▶ **Teks yang Diberikan**
>>>>>
Baca berita tanpa iklan. Gabung Kompas.com+
Salin Artikel

Mengupas Dampak Kenaikan Suku Bunga The Fed ke Pasar Modal Indonesia

Menurut Chief Economist & Investment Strategist PT Manulife Aset Manajemen Indonesia (MAMI) Katarina Setiawan, kebijakan The Fed ini membuat pasar modal domestik cenderung volatile dalam beberapa waktu terakhir.

“Pelemahan pasar dibayangi oleh komentar dari bank sentral Amerika Serikat (The Fed) yang menekankan komitmennya untuk menanggulangi inflasi dan mempertahankan arah kenaikan suku bunga agresif,” kata Katarina dalam siaran pers, Senin (20/6/2022).

Katarina mengatakan, ketidakpastian pasar juga meningkat terhadap outlook pertumbuhan ekonomi AS, karena kenaikan suku bunga yang agresif dikahwatirkan dapat memicu resesi ekonomi. Selain itu pasar juga dibayangi oleh lockdown di China karena meningkatnya kasus Covid-19 dan kebijakan ‘zero Covid’ pemerintah China.

“Kondisi ini meningkatkan kekhwatiran gangguan rantai pasokan dunia, karena peranan penting China dalam produksi global, dan dampaknya terhadap inflasi dunia,” tambahnya.

Menurut Katarina, kenaikan suku bunga The Fed tidak serta merta menjadi alasan terjadinya resesi, karena kondisi global saat ini sangat dinamis dan outlook ekonomi dapat berubah sewaktu-waktu.
<<<<<
▶ **Soal yang Dikerjakan**
**A)** Dalam artikel tentang suku bunga The Fed, apa jabatan Katarina Setiawan?
**B)** Tuliskan ulang bagian artikel tentang suku bunga The Fed yang dimulai dari "Katarina mengatakan, ketidakpastian" dan berakhir pada "Covid’ pemerintah China.".
Data ini tidak ada hubungannya dengan artikel tentang suku bunga The Fed.

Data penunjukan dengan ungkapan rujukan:
>>>>>
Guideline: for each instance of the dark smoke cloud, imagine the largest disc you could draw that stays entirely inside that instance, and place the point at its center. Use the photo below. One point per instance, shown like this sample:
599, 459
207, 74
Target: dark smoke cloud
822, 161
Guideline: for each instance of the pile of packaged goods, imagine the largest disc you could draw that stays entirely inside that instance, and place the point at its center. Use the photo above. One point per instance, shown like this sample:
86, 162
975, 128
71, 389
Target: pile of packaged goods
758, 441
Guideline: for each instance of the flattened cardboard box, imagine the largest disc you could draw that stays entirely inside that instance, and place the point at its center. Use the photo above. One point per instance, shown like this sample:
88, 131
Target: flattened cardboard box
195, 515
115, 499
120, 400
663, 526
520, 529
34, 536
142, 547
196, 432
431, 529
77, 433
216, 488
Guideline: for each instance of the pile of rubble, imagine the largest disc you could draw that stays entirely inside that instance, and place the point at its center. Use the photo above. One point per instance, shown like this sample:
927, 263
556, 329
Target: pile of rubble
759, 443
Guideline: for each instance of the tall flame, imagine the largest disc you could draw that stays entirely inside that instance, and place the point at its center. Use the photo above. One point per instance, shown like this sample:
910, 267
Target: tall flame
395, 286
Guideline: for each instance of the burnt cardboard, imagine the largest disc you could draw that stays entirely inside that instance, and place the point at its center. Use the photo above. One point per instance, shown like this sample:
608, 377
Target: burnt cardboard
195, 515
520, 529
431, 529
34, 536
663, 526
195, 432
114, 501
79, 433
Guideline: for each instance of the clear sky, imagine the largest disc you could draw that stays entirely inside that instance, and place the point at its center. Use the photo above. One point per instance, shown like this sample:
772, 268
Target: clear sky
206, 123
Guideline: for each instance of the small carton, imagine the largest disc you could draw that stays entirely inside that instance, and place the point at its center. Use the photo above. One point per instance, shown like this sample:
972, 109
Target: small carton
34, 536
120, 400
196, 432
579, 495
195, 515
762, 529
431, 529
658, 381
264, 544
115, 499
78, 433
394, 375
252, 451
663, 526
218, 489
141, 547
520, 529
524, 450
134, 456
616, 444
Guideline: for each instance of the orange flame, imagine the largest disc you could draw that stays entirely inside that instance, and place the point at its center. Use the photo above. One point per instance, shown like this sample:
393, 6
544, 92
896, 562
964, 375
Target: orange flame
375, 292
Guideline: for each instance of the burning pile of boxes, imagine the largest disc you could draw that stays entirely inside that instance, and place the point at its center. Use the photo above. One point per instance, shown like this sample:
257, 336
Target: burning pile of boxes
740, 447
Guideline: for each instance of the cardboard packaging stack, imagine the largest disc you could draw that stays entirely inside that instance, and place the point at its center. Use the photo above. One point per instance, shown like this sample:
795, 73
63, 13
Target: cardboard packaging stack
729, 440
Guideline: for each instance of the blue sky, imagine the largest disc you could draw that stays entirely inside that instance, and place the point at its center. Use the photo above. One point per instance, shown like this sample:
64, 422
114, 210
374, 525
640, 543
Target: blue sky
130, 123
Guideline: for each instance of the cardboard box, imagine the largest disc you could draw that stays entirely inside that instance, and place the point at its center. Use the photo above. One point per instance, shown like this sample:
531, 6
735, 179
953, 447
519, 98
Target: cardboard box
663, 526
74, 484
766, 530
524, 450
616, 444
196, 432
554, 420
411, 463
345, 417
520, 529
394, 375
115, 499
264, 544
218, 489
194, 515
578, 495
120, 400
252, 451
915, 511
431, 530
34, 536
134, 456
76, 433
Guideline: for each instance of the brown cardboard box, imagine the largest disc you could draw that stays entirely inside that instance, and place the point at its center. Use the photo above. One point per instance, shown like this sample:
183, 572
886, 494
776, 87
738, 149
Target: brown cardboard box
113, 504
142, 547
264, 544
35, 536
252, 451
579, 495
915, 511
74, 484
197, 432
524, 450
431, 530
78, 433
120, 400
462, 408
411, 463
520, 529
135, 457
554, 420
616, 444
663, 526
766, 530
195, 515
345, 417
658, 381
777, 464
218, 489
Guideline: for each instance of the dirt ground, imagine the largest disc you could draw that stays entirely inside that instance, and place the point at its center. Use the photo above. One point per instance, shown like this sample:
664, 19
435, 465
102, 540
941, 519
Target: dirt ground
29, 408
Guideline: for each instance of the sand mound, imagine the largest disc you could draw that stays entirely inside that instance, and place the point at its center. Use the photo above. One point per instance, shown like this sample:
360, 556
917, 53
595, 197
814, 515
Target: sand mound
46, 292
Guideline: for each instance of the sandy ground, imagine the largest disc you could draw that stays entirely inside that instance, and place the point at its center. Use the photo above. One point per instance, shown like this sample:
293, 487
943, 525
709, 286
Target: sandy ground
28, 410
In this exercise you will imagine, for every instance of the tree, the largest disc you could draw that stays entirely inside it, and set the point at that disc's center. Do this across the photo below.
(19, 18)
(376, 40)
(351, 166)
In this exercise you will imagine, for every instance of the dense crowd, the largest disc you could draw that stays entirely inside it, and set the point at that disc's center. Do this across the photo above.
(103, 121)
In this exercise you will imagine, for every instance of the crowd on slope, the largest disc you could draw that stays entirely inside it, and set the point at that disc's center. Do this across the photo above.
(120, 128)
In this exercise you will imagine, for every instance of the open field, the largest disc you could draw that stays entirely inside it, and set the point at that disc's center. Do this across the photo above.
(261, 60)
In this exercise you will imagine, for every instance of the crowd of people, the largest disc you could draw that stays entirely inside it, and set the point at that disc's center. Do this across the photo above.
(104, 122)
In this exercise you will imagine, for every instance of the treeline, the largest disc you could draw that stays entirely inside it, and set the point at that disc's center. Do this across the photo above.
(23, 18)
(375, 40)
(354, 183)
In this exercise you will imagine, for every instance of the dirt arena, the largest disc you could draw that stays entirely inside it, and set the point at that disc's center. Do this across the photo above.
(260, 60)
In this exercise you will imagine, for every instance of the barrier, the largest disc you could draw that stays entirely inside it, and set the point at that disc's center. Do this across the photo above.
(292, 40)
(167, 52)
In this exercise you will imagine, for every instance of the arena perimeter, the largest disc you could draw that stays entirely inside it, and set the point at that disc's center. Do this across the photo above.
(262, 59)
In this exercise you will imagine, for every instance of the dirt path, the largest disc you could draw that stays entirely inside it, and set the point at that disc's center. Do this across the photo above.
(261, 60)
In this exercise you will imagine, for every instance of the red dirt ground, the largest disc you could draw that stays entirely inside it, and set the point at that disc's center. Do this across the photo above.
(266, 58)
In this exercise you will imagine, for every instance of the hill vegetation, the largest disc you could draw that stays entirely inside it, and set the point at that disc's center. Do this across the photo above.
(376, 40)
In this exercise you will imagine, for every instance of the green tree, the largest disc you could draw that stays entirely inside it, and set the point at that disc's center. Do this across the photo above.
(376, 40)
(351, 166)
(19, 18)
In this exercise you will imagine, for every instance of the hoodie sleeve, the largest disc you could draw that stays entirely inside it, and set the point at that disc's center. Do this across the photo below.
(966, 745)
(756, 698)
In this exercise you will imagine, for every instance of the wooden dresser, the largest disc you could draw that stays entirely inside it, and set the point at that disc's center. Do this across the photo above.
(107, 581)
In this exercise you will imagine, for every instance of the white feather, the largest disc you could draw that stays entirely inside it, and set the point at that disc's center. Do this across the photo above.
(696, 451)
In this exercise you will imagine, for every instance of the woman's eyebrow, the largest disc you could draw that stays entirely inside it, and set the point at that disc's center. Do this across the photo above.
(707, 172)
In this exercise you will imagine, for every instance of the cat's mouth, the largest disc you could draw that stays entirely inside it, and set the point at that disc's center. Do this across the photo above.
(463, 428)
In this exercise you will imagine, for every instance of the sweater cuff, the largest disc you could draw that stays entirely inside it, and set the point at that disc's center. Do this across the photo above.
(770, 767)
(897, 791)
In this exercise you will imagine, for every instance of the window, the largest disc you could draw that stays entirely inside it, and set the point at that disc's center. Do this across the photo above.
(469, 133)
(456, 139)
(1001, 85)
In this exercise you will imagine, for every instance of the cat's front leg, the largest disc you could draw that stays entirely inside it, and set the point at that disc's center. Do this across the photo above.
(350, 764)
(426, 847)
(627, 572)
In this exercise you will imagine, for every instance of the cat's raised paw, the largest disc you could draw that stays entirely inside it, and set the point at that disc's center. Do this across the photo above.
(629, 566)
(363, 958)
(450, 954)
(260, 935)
<<<<<
▶ **Daftar Jawaban**
**A)** Chief Economist & Investment Strategist PT Manulife Aset Manajemen Indonesia (MAMI).

**B)**
Katarina mengatakan, ketidakpastian pasar juga meningkat terhadap outlook pertumbuhan ekonomi AS, karena kenaikan suku bunga yang agresif dikahwatirkan dapat memicu resesi ekonomi. Selain itu pasar juga dibayangi oleh lockdown di China karena meningkatnya kasus Covid-19 dan kebijakan ‘zero Covid’ pemerintah China.